PROVIDED INFORMATION.

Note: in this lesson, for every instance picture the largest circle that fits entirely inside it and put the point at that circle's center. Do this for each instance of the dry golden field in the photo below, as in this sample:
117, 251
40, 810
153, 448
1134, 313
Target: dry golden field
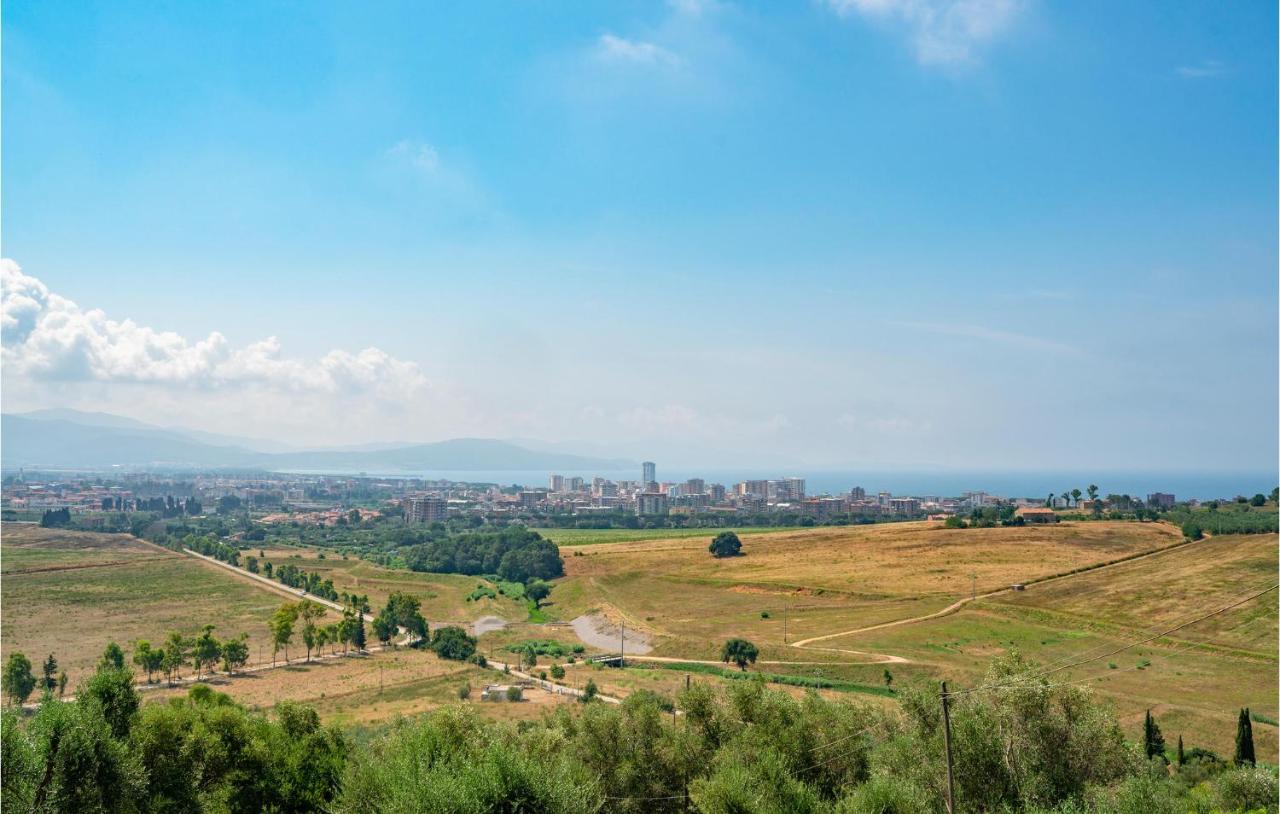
==
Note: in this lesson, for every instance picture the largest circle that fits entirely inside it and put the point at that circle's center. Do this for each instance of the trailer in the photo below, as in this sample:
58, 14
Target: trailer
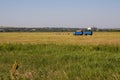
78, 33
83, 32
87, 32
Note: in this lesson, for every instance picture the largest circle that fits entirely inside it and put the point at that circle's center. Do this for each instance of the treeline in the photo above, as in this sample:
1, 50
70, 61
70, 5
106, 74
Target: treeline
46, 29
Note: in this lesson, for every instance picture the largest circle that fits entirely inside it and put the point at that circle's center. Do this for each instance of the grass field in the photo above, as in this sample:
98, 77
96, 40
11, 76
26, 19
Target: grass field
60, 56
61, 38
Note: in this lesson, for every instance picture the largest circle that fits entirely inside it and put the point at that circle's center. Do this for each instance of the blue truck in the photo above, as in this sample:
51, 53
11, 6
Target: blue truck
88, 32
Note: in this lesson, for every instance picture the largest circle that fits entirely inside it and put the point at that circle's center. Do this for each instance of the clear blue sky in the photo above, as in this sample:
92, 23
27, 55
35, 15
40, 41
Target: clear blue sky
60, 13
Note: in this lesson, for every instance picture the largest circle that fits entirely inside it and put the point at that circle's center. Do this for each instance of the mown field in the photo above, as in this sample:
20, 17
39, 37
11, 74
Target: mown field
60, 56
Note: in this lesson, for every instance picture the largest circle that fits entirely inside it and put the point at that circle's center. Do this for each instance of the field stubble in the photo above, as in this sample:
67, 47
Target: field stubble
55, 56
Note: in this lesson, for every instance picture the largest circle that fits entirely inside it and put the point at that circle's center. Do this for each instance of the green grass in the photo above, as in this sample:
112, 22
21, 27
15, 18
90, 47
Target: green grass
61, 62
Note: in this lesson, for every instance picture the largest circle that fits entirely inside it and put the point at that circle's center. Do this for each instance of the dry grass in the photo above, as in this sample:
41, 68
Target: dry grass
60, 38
--
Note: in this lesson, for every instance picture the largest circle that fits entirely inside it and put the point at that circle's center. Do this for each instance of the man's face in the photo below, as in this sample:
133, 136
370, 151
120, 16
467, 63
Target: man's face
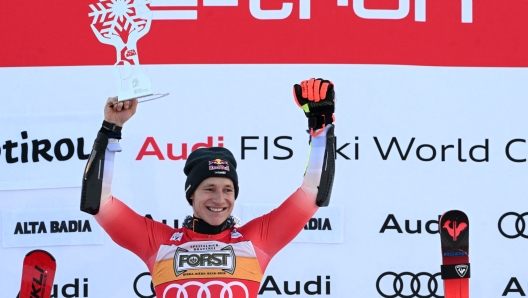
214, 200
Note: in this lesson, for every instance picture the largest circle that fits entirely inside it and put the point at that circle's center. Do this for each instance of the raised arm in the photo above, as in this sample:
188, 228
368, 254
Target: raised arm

WHAT NEEDS TO BE DONE.
For every line above that has "golden" in it, copy the line.

ANSWER BOX.
Note: in this lesson, for every instance picture the largest circle that fits entirely inside it and put the point at that circle's center. Do this for each instance of the dry golden field in the photo below, as in this sample:
Target: dry golden field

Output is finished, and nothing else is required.